* BEGIN PASSAGE SHOWN *

Wednesday, July 27, 2011

SEC Press Release: Structured Products

SEC Staff Issues Summary Report of Sweep Examination of Structured Products Sold to Retail Investors

The Securities and Exchange Commission (SEC) issued a press release today announcing that it had
issued a report identifying common weaknesses seen in sales of structured securities products and describing measures by broker-dealers to better protect retail investors from fraud and abusive sales practices.
The report is a result of studies in the structured products business of 11 broker-dealers. The report found that broker-dealers might have made unsuitable recommendations of structured products to customers, sold products at prices that hurt customers, “engaged in questionable sales practices”, and “omitted material facts” about structured products from customers. Moreover, the Staff (that wrote the report) suspects that broker-dealers failed to provide adequate supervision of, and training for, their brokers who marketed and sold structured products. The report can be found here.

Almost six years ago, we saw the Financial Industry Regulatory Authority (FINRA) publish guidance notes to members concerning their obligations in relation to the sale of structured products. Four such obligations are worth noting. First, members are required to “perform a reasonable-basis suitability determination.” Second, members must “deal fairly with customers with regard to derivative products.” Third, firms must “supervise and maintain a supervisory control system.” Fourth, firms must “train associated persons” (p.1).

Evidently, six years have passed and more than a few brokers have failed to meet such obligations. For example, it was only six days ago that the state of Georgia subpoenaed UBS AG, Morgan Stanley and Ameriprise Financial Inc. requesting information from these brokerage firms in an investigation into whether these firms violated state securities’ laws in the sale of reverse convertibles, a structured product.

* END PASSAGE SHOWN *
* BEGIN DATASET CONTENT *

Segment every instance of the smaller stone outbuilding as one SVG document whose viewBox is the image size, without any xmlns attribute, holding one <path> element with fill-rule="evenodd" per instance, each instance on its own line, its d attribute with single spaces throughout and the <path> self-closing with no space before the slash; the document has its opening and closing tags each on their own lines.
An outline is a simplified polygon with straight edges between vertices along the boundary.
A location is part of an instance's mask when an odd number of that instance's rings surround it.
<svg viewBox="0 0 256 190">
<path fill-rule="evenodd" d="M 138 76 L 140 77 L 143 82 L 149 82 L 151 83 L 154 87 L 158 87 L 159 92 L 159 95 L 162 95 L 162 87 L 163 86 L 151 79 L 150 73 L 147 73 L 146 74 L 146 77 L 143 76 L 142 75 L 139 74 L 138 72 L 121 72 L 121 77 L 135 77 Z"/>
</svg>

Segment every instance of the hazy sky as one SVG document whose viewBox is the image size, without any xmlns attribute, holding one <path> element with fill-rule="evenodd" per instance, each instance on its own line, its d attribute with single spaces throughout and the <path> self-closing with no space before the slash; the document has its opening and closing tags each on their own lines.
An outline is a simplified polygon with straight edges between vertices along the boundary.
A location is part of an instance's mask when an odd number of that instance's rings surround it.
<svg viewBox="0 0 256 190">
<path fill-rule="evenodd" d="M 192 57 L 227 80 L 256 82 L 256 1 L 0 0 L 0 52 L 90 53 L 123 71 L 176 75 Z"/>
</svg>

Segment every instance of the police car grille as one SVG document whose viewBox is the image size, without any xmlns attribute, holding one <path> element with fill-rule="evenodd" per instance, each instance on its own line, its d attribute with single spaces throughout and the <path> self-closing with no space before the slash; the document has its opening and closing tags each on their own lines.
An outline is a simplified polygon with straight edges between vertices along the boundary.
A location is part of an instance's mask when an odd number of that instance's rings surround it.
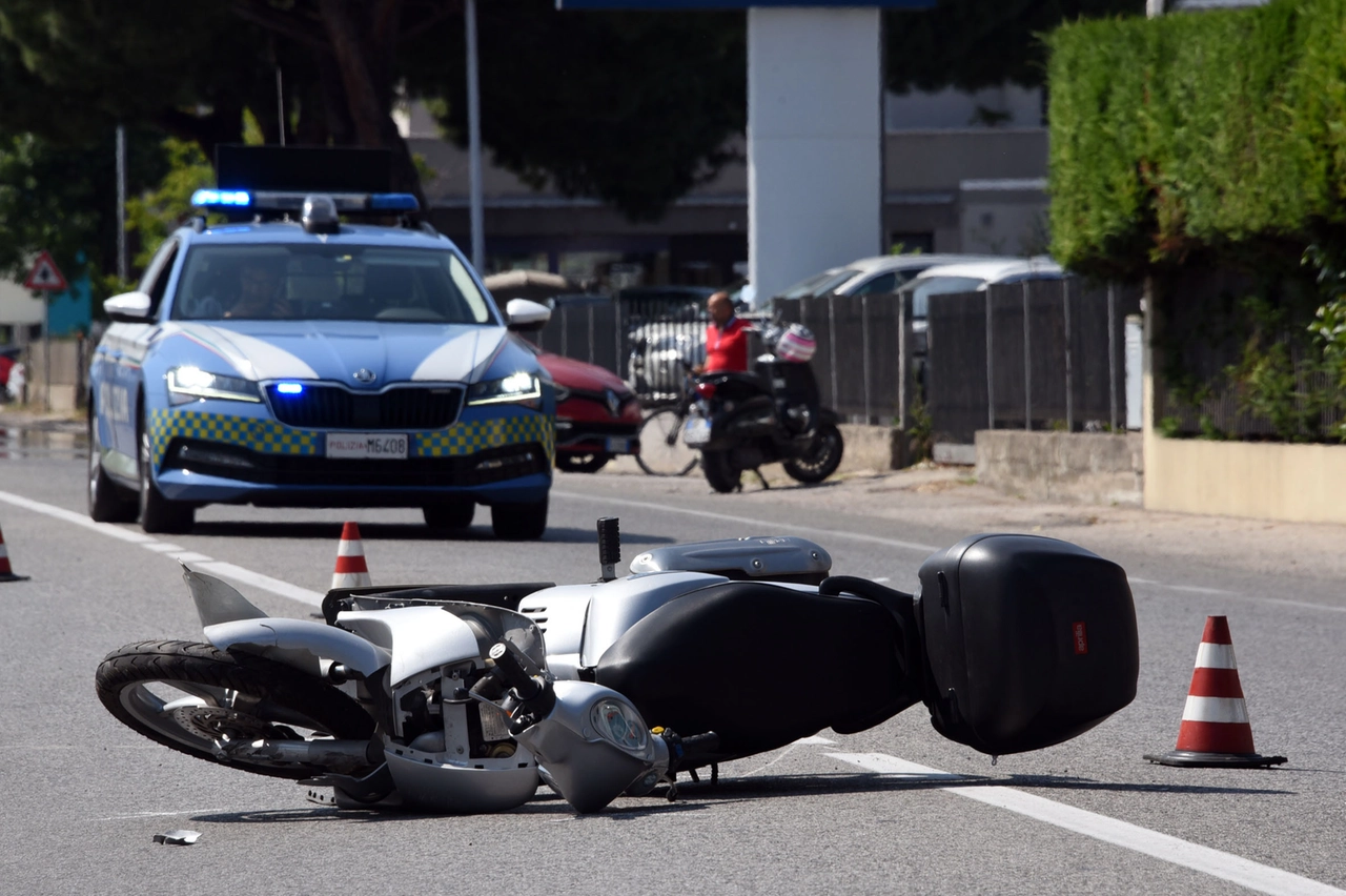
<svg viewBox="0 0 1346 896">
<path fill-rule="evenodd" d="M 276 420 L 306 429 L 443 429 L 458 418 L 462 389 L 389 389 L 362 396 L 339 386 L 304 386 L 297 396 L 267 387 Z"/>
</svg>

* END DATASET CONTENT *

◆ REQUESTS ◆
1) Answer these from the passage on structured products:
(a) How many broker-dealers' structured products business did the report study?
(b) What is the second obligation listed in the FINRA guidance notes?
(c) Which state subpoenaed UBS AG, Morgan Stanley and Ameriprise Financial Inc.?
2) Reproduce word for word everything in the passage on structured products from "The report is" down to "be found here.".

◆ ANSWERS IN ORDER ◆
1)
(a) 11
(b) Members must "deal fairly with customers with regard to derivative products."
(c) Georgia

2)
The report is a result of studies in the structured products business of 11 broker-dealers. The report found that broker-dealers might have made unsuitable recommendations of structured products to customers, sold products at prices that hurt customers, “engaged in questionable sales practices”, and “omitted material facts” about structured products from customers. Moreover, the Staff (that wrote the report) suspects that broker-dealers failed to provide adequate supervision of, and training for, their brokers who marketed and sold structured products. The report can be found here.